I always knew to not say "no" to my now ex mil.  I was recovering from a serious accident and 2 surgeries with a 3 planned the week things happened.  I fell down a flight of stairs and broke my right wrist in multiple places, my arm, and my left foot.  I injured my left knee and shoulder.  My right wrist was in a cast as was my left foot. Both had been operated on. My knee cap was cracked and needed surgery.  I had to be in bed for 3-4 months due to the severity of the knee-foot injury.  I had finally been able to get a motorized wheel chair.  My older son was in school and my younger was with my mom. I was taking a nap.  It was very, very difficult to get up.  The door bell rang. Since I was home along, I was in no hurry to answer. The person pounded on the door bell. I finally managed to get up and get to a window to see my in laws driving away.  They lived several hundred miles away and did not say they were coming. This was before cell phones were popular. 

They drove to a pay phone and called. The comment was, "Get your butt up and let us in."  Wonderful.  My mil was very picky about how things are organized. We had just moved into a house we purchased and I was obviously not in a position to get things in order.  I repeatedly told my ex that I would load the dishwasher, but could not unload it since I could not reach the cabinets. I grumbled to that effect when she commented on the kitchen. I said that if he would do as I asked, there would not be any dirty dishes.  She then wanted to do laundry, but did not understand our machine. Once again,  I said, "Dang it, I keep asking him to not pile things in front of the washer. I can't get to it when he does this."  He had placed some boxes in front of the washer. She was very upset that I was unhappy with her poor baby.

* * * * * * * * *

▶ _EXERCISE INSTRUCTIONS_:
Copy out the whole account of the in-laws' surprise visit word for word, changing nothing. Rely only on the text to complete the work.

Collection entries:
* * * * * * * * *

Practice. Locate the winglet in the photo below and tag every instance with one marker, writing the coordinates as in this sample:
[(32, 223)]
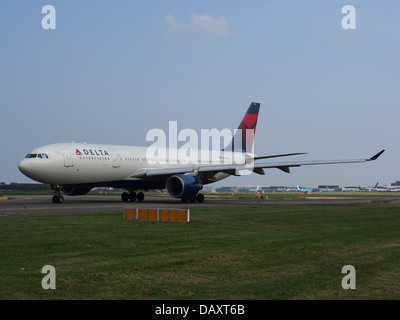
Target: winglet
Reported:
[(376, 156)]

* * * * * * * * *

▶ _TASK RESPONSE_:
I always knew to not say "no" to my now ex mil.  I was recovering from a serious accident and 2 surgeries with a 3 planned the week things happened.  I fell down a flight of stairs and broke my right wrist in multiple places, my arm, and my left foot.  I injured my left knee and shoulder.  My right wrist was in a cast as was my left foot. Both had been operated on. My knee cap was cracked and needed surgery.  I had to be in bed for 3-4 months due to the severity of the knee-foot injury.  I had finally been able to get a motorized wheel chair.  My older son was in school and my younger was with my mom. I was taking a nap.  It was very, very difficult to get up.  The door bell rang. Since I was home along, I was in no hurry to answer. The person pounded on the door bell. I finally managed to get up and get to a window to see my in laws driving away.  They lived several hundred miles away and did not say they were coming. This was before cell phones were popular. 

They drove to a pay phone and called. The comment was, "Get your butt up and let us in."  Wonderful.  My mil was very picky about how things are organized. We had just moved into a house we purchased and I was obviously not in a position to get things in order.  I repeatedly told my ex that I would load the dishwasher, but could not unload it since I could not reach the cabinets. I grumbled to that effect when she commented on the kitchen. I said that if he would do as I asked, there would not be any dirty dishes.  She then wanted to do laundry, but did not understand our machine. Once again,  I said, "Dang it, I keep asking him to not pile things in front of the washer. I can't get to it when he does this."  He had placed some boxes in front of the washer. She was very upset that I was unhappy with her poor baby.